## Data provided

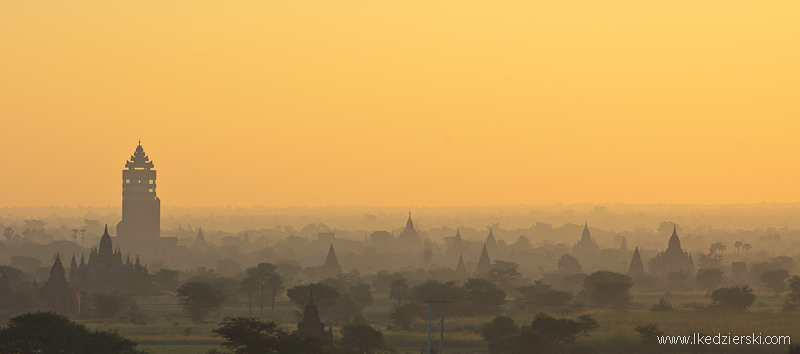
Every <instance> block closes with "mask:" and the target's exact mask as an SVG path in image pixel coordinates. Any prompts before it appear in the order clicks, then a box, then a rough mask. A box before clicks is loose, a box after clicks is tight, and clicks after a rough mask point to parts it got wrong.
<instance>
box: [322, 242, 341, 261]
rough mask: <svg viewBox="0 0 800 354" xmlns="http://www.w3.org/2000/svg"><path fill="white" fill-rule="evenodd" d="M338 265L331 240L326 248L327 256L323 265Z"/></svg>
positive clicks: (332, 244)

* * *

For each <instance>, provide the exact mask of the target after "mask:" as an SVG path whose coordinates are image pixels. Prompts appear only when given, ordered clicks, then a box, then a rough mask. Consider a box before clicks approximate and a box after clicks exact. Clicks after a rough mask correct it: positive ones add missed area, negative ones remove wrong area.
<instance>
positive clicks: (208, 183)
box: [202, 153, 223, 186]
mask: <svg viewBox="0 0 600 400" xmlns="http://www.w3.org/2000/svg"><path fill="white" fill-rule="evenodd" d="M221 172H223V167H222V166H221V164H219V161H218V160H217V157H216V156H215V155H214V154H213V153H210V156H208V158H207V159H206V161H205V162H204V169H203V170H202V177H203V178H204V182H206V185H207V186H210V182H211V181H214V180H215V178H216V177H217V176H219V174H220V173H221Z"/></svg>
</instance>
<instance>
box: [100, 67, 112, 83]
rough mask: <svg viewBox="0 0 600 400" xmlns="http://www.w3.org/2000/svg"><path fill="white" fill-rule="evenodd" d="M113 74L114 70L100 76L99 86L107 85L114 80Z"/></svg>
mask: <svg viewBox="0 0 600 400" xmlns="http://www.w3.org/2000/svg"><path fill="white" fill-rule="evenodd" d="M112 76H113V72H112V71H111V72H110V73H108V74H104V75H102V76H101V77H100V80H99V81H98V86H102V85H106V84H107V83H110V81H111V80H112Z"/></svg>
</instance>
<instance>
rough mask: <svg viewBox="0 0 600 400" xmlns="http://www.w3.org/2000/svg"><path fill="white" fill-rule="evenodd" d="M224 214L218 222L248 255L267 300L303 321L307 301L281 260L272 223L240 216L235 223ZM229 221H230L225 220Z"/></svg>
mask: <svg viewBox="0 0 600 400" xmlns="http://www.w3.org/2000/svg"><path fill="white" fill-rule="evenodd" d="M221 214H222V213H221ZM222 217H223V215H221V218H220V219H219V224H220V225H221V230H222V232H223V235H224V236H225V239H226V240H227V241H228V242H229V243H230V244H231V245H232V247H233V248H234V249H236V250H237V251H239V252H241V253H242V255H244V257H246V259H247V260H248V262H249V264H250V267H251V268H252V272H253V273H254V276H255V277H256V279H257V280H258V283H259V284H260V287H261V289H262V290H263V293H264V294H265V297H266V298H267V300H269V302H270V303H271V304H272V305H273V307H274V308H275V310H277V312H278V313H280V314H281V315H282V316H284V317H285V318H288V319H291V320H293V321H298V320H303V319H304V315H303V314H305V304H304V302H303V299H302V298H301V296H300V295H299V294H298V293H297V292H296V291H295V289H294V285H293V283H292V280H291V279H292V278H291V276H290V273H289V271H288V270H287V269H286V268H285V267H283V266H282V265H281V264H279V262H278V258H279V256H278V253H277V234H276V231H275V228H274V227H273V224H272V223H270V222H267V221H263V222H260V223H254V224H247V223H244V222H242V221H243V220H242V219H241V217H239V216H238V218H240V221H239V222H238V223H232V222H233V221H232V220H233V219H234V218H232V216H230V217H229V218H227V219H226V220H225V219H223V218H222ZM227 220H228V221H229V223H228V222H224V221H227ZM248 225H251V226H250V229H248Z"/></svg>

---

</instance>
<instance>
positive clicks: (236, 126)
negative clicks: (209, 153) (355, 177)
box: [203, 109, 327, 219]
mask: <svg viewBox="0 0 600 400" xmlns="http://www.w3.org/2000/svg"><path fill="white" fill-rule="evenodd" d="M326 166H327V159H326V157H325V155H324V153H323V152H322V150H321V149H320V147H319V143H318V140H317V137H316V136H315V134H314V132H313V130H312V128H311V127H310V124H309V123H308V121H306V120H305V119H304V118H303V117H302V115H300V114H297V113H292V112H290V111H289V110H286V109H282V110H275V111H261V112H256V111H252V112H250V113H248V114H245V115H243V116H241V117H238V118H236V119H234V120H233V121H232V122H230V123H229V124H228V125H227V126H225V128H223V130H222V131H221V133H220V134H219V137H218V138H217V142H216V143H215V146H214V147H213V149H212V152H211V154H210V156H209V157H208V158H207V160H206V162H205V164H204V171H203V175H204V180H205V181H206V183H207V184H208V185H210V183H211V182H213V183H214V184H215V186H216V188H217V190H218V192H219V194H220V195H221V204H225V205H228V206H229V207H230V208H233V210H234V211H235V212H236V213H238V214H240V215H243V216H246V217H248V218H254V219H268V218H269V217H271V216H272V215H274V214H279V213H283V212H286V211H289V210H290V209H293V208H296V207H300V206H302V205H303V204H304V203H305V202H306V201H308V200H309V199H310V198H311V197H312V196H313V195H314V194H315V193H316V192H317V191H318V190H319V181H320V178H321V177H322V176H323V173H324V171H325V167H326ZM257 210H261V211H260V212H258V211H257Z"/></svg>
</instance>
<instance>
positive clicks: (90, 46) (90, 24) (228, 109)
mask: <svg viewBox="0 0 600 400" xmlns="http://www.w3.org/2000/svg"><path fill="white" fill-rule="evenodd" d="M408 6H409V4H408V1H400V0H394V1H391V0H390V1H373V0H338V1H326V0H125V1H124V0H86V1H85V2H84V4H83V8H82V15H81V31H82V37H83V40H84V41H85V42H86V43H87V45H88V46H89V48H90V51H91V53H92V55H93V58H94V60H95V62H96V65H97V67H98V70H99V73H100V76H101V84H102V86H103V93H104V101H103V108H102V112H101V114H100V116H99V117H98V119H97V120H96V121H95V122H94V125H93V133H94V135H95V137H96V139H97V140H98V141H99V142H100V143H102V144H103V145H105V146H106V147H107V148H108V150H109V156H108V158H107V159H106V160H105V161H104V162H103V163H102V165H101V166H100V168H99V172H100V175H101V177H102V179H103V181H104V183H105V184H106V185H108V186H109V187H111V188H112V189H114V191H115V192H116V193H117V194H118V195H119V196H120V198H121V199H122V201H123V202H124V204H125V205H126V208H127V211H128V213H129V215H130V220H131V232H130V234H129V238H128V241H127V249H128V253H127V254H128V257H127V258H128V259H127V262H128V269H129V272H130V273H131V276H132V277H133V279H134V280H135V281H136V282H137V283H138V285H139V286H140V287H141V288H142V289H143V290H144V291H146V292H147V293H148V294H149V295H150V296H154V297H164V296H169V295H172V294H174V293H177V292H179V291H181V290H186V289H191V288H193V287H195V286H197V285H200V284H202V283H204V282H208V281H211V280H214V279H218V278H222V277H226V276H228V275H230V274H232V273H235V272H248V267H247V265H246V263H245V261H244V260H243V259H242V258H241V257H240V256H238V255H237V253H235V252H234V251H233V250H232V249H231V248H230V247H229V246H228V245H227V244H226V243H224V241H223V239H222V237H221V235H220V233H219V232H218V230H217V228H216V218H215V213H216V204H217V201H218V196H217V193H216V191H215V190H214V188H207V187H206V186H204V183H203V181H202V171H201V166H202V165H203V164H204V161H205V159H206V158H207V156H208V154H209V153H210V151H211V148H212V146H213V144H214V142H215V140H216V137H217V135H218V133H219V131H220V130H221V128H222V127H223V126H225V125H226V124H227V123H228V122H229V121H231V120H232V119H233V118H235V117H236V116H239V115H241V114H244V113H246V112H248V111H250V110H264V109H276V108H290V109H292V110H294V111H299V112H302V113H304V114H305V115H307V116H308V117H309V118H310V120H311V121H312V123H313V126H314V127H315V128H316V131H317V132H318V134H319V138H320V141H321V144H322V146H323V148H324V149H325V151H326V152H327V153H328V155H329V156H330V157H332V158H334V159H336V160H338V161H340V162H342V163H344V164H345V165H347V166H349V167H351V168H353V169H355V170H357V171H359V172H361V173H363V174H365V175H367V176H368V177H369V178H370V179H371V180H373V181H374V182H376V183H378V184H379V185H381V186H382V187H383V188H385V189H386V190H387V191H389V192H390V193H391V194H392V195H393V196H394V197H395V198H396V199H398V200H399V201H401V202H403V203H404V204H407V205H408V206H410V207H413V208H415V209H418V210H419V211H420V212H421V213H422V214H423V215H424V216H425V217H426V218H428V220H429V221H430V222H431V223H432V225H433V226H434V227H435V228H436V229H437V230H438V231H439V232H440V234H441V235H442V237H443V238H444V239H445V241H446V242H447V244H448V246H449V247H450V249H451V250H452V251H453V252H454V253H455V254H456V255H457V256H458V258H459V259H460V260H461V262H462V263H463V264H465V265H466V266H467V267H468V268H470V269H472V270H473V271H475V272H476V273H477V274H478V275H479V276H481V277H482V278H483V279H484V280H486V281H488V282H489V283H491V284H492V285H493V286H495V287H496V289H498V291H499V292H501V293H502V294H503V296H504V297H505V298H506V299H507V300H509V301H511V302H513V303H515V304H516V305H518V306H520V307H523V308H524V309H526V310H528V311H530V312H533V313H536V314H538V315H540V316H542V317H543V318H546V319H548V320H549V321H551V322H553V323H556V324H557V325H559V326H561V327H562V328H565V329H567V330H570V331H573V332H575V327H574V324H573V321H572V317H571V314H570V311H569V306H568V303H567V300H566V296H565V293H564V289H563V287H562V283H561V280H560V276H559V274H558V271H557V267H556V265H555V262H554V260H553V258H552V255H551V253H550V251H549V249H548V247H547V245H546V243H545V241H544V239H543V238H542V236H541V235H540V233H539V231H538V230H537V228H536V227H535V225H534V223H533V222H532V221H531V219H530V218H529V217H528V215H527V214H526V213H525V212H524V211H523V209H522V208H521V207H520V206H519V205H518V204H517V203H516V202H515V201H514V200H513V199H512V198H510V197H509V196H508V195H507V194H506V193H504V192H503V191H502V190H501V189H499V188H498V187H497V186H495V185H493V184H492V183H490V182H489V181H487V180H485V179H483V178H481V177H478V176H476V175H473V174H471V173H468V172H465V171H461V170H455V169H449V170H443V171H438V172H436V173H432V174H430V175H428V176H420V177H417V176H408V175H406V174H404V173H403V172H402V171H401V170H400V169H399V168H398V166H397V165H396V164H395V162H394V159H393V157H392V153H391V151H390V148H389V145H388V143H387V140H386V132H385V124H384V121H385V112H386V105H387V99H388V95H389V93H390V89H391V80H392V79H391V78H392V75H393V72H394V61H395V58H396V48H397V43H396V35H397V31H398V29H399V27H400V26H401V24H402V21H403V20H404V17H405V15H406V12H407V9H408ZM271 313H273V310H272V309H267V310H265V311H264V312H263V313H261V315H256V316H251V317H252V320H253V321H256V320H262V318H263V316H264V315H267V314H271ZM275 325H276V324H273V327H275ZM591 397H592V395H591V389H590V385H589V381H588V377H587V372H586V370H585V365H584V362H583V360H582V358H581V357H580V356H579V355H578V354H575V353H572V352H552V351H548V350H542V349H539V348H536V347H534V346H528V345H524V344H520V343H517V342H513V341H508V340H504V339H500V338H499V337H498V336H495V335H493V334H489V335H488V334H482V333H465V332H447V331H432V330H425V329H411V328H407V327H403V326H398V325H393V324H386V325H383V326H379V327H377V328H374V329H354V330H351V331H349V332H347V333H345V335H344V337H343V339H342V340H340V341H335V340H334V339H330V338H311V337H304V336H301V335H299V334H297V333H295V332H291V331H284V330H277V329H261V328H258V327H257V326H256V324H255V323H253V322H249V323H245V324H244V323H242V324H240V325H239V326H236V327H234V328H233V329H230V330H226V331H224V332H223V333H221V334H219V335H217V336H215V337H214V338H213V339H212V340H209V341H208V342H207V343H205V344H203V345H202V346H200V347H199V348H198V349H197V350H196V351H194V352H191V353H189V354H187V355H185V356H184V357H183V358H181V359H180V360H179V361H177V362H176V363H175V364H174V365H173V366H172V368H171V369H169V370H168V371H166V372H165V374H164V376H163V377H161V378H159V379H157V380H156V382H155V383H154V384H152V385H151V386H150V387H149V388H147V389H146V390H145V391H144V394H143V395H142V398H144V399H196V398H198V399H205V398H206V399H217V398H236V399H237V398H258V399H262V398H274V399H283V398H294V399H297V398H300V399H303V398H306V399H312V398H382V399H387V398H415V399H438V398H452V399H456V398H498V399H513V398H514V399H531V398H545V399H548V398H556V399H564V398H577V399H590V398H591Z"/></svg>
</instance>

## Directions
Can you repeat the material from the line with "Every <instance> block" up to and including the line with "positive clicks: (332, 244)", switching "rough mask" to "coarse mask" and leaving everything else unchanged?

## The completed task
Every <instance> block closes with "mask:" and the target's exact mask as an SVG path in image pixel coordinates. Any prompts before it appear in the order clicks, then a box, then a coarse mask. A box before clicks is loose, a box after clicks is tight, and clicks after a coarse mask point to parts it got wrong.
<instance>
box: [322, 242, 341, 261]
coarse mask: <svg viewBox="0 0 800 354" xmlns="http://www.w3.org/2000/svg"><path fill="white" fill-rule="evenodd" d="M338 265L331 240L326 248L327 256L323 265Z"/></svg>
positive clicks: (332, 244)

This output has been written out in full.